Collected data entries
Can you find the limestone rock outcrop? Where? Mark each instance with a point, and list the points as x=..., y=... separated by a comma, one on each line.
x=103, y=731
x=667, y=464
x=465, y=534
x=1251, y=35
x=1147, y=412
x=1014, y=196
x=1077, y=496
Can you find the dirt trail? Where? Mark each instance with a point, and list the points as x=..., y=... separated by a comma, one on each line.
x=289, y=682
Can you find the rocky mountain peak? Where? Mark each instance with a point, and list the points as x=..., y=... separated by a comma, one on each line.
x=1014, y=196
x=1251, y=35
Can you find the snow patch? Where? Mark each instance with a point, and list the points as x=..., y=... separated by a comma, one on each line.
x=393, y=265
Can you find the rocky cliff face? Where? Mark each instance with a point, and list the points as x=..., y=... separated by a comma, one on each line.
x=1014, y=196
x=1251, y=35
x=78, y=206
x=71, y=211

*Stated problem*. Repeat the rows starting with the line that contains "Can you find the dirt" and going on through the line that contains "x=289, y=682", keeping the request text unchanged. Rescale every point coordinate in the answers by multiplying it by 0.6 and rounding to a whole number, with halves rounded up.

*Answer*.
Can you find the dirt trail? Where? Mark each instance with a point, and list the points as x=..., y=... separated by a comma, one on each line.
x=173, y=409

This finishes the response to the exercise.